■ ACTIVITY: Begin with the first line of the entries below. Copy each line exactly, stopping after the one that contains "Query: mountain peak".

■ DATA UNDER STUDY:
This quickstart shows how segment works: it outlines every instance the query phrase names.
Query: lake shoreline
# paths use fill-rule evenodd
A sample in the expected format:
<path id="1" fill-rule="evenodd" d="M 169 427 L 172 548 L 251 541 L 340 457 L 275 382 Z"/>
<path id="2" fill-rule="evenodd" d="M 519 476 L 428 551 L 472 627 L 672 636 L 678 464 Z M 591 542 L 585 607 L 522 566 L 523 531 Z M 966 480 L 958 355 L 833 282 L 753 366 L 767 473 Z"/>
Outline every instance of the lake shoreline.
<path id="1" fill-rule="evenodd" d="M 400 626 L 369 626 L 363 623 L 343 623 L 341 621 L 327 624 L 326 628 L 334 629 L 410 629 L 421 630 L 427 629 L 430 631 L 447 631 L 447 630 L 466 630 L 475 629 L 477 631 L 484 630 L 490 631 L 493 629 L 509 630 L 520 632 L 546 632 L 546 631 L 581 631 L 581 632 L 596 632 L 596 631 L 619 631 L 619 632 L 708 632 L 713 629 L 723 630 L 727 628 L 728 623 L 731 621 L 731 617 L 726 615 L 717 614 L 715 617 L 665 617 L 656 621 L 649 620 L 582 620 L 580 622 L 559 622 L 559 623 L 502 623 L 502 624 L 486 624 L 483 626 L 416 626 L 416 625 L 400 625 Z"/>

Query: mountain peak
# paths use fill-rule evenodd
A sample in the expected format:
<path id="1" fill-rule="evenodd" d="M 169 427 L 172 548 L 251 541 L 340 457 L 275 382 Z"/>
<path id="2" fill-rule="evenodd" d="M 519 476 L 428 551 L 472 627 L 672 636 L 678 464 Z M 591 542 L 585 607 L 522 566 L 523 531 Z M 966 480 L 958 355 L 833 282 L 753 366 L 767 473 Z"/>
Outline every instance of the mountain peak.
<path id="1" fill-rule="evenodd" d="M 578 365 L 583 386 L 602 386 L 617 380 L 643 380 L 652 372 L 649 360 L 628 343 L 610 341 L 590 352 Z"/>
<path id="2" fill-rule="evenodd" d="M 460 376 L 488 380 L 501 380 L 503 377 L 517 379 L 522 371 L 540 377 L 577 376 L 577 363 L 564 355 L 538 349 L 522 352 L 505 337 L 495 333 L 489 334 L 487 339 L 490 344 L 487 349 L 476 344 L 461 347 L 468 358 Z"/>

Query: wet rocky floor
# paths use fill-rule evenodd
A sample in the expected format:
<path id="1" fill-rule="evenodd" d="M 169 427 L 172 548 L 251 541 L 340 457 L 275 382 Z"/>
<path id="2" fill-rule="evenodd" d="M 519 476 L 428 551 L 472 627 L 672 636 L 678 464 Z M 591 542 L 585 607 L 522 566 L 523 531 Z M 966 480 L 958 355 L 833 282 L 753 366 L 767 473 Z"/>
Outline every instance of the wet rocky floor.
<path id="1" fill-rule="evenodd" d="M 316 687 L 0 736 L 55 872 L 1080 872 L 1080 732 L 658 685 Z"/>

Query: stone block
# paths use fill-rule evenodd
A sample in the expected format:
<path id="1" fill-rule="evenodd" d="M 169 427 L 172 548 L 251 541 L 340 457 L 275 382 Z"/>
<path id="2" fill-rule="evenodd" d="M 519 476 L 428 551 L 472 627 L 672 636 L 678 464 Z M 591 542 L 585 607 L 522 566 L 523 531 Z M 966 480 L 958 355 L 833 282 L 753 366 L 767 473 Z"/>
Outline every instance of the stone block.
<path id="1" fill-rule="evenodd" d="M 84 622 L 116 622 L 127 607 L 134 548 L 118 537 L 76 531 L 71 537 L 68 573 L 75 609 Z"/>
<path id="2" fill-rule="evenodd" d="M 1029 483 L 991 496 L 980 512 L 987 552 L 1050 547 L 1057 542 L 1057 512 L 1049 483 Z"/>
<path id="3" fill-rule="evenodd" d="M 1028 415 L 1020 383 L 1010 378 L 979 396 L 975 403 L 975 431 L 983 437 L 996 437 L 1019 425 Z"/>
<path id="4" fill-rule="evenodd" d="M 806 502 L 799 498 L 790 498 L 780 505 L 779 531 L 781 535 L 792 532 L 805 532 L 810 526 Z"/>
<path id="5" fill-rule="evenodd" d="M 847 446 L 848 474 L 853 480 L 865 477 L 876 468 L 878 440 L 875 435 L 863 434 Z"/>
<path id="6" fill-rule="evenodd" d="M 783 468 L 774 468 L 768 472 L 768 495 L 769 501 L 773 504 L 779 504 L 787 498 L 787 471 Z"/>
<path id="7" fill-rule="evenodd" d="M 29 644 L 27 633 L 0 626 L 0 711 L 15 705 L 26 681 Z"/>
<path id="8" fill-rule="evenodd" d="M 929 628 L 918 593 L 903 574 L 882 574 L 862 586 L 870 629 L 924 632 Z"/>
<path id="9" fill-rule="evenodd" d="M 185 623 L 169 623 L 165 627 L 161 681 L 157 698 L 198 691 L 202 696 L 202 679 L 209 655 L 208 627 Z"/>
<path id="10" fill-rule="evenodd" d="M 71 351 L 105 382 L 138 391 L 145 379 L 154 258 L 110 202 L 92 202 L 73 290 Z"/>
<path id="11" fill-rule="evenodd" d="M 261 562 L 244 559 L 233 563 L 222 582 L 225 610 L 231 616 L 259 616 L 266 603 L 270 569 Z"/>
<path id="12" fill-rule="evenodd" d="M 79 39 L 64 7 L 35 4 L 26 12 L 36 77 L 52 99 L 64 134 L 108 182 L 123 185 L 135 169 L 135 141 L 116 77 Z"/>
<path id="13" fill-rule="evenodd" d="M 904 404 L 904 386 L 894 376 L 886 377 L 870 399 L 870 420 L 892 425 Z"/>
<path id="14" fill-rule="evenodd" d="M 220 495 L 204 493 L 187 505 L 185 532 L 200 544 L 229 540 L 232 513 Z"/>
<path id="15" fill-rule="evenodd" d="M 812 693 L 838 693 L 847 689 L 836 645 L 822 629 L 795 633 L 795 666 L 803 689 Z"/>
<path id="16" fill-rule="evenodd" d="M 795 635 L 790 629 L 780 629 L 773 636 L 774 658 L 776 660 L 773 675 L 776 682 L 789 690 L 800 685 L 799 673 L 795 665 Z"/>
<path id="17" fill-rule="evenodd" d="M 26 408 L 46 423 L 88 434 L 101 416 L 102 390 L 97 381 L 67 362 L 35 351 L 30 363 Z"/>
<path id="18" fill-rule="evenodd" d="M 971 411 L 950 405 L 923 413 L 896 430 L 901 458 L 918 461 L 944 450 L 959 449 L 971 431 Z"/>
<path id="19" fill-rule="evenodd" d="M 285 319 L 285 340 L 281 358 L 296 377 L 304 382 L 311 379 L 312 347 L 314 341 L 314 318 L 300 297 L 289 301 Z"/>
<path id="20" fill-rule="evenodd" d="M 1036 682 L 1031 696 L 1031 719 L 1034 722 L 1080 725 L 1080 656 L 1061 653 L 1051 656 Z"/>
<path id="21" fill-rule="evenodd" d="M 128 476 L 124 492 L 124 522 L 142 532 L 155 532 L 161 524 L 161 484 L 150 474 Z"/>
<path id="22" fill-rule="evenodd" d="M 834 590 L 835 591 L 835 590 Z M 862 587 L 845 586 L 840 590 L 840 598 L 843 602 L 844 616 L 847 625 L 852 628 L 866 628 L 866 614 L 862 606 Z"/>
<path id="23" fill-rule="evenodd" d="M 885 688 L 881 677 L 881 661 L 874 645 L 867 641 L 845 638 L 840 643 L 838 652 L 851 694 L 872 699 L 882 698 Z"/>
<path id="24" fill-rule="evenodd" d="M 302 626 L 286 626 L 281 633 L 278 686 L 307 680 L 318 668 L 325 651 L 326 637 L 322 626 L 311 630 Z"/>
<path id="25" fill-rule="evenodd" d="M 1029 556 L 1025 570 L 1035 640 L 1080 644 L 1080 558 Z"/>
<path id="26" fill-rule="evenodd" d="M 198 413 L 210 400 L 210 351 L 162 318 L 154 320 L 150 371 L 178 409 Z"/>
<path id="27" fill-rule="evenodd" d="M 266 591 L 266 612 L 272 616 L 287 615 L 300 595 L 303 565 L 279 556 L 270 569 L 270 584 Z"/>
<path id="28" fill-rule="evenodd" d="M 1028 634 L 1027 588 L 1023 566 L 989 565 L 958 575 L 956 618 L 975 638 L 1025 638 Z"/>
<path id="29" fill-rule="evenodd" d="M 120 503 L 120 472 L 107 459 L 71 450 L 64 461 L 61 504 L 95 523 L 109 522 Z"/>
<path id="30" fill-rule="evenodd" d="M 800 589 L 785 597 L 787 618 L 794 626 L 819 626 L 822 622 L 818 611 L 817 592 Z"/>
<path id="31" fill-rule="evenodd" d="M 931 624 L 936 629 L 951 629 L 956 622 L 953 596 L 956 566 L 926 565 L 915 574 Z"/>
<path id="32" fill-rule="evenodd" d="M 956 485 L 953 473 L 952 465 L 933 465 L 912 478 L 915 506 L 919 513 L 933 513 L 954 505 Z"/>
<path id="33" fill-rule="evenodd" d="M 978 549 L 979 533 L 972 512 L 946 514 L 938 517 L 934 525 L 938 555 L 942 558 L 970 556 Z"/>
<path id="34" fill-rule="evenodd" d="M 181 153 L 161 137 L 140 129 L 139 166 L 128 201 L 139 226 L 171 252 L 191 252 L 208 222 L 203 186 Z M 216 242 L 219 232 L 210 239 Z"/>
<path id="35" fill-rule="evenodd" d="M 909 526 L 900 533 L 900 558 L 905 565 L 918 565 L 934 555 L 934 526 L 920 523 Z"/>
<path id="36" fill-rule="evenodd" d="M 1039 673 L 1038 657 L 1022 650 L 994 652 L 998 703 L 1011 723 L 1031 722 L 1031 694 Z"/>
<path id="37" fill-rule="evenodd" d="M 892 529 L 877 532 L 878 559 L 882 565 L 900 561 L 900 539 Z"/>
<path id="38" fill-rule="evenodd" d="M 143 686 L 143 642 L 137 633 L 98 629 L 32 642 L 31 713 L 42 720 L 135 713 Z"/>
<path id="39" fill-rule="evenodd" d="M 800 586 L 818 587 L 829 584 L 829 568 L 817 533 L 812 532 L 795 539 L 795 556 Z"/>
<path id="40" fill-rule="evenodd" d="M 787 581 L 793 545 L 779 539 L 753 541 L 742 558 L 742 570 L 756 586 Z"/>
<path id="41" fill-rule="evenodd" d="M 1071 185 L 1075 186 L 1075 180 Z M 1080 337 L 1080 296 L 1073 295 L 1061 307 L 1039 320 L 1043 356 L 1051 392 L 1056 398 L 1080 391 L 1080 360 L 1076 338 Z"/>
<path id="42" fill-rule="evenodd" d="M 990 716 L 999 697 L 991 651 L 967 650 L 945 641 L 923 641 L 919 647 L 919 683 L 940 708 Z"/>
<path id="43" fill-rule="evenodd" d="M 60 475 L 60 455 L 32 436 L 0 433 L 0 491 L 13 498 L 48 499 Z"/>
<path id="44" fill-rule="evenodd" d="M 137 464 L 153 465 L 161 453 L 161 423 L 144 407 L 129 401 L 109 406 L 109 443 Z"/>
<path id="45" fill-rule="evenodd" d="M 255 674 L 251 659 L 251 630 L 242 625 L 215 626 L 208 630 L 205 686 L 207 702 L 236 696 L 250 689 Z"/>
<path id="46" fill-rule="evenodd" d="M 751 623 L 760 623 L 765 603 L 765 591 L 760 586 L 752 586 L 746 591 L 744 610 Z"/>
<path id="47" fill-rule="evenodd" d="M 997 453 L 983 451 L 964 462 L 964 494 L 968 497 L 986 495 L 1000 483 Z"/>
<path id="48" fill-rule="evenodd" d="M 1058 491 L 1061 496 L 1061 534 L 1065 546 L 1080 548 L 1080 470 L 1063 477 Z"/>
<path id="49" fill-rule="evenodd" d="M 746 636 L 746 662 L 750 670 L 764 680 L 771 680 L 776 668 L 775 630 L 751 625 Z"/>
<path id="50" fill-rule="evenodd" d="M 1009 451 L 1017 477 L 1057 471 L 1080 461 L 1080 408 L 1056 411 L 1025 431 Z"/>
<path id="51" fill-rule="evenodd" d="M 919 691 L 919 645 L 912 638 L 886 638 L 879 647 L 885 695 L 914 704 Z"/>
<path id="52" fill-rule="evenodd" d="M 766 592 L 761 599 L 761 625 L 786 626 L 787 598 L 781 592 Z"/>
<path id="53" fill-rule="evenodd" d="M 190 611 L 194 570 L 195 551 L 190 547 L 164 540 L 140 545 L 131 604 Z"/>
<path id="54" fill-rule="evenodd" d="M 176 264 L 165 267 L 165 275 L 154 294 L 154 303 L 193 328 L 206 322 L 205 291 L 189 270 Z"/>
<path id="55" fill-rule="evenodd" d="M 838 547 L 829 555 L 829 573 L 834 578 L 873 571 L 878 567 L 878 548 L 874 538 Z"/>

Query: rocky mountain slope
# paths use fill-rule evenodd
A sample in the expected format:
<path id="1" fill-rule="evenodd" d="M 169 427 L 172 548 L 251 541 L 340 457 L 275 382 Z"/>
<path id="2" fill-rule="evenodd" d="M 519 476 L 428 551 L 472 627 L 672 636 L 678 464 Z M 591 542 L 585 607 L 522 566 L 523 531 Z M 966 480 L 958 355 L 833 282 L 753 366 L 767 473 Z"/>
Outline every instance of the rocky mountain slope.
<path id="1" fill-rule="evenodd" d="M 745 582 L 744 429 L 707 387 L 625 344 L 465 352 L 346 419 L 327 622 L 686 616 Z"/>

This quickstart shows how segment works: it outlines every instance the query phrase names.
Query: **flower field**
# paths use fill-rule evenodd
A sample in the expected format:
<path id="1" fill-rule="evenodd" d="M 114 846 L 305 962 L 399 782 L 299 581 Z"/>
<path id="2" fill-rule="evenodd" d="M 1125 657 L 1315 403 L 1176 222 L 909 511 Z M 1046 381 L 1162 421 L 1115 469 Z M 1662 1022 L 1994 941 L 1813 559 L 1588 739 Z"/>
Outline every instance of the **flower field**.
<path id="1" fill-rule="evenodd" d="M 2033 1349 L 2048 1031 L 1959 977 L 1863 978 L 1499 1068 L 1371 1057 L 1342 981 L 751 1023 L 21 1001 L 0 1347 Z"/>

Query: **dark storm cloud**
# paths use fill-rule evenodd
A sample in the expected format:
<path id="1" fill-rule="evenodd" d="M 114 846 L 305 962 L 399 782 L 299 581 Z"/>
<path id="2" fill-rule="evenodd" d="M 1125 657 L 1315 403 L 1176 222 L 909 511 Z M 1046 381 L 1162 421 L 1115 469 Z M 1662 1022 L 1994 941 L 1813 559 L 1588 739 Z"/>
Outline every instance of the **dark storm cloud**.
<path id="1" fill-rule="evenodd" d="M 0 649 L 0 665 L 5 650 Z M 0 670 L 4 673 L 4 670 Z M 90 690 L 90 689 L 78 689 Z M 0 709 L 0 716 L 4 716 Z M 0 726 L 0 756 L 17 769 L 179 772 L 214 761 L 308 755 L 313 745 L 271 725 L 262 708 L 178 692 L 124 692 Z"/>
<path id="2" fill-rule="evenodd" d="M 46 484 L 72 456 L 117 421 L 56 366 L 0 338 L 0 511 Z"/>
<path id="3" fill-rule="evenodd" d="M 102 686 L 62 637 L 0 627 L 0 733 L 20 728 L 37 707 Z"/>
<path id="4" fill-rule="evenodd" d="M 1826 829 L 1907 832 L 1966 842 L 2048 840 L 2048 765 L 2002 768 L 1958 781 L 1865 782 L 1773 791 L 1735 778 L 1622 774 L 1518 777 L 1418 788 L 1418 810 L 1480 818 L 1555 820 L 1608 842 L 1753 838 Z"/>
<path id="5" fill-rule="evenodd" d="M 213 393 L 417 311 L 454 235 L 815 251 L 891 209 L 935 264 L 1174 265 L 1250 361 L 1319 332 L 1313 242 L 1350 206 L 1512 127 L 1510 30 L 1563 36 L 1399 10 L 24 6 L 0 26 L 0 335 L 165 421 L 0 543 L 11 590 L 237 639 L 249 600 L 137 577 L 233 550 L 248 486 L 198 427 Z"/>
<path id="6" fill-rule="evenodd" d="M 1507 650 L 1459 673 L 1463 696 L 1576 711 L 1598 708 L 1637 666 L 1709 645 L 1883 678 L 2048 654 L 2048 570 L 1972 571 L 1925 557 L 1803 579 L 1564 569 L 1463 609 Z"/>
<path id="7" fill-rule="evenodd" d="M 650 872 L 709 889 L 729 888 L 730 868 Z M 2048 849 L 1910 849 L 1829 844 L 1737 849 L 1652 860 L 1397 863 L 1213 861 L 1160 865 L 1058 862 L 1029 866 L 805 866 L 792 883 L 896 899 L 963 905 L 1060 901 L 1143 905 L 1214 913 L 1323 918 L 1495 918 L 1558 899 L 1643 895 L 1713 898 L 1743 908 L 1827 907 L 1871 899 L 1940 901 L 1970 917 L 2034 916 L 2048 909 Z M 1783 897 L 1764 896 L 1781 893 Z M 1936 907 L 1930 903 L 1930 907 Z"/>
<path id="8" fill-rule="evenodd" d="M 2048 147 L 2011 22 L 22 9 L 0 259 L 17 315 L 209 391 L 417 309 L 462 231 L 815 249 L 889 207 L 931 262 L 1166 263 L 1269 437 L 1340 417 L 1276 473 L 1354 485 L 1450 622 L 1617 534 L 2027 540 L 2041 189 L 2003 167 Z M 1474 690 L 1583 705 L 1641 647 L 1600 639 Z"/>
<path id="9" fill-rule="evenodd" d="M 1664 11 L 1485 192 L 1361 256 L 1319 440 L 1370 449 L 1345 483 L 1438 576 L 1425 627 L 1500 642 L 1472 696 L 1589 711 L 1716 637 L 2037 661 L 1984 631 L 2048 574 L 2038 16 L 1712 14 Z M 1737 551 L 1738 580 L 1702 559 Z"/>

■ EXPECTED OUTPUT:
This quickstart shows how segment works: it outlines every instance the query phrase names.
Query: lake shoreline
# paths use fill-rule evenodd
A sample in the expected format:
<path id="1" fill-rule="evenodd" d="M 169 427 L 172 548 L 251 541 L 340 457 L 275 382 Z"/>
<path id="2" fill-rule="evenodd" d="M 519 476 L 428 551 L 472 627 L 672 636 L 678 464 Z M 591 542 L 585 607 L 522 566 L 523 531 Z M 966 480 L 958 355 L 833 282 L 753 366 L 767 473 Z"/>
Outline every instance of the lake shoreline.
<path id="1" fill-rule="evenodd" d="M 400 626 L 369 626 L 363 623 L 343 623 L 341 621 L 327 624 L 326 628 L 334 629 L 410 629 L 421 630 L 427 629 L 430 631 L 447 631 L 447 630 L 466 630 L 475 629 L 477 631 L 484 630 L 490 631 L 493 629 L 509 630 L 520 632 L 546 632 L 546 631 L 581 631 L 581 632 L 596 632 L 596 631 L 619 631 L 619 632 L 708 632 L 713 629 L 723 630 L 727 628 L 728 623 L 731 621 L 731 617 L 726 615 L 717 614 L 715 617 L 665 617 L 656 621 L 649 620 L 582 620 L 580 622 L 559 622 L 559 623 L 502 623 L 502 624 L 486 624 L 483 626 L 416 626 L 416 625 L 400 625 Z"/>

Query: mountain peak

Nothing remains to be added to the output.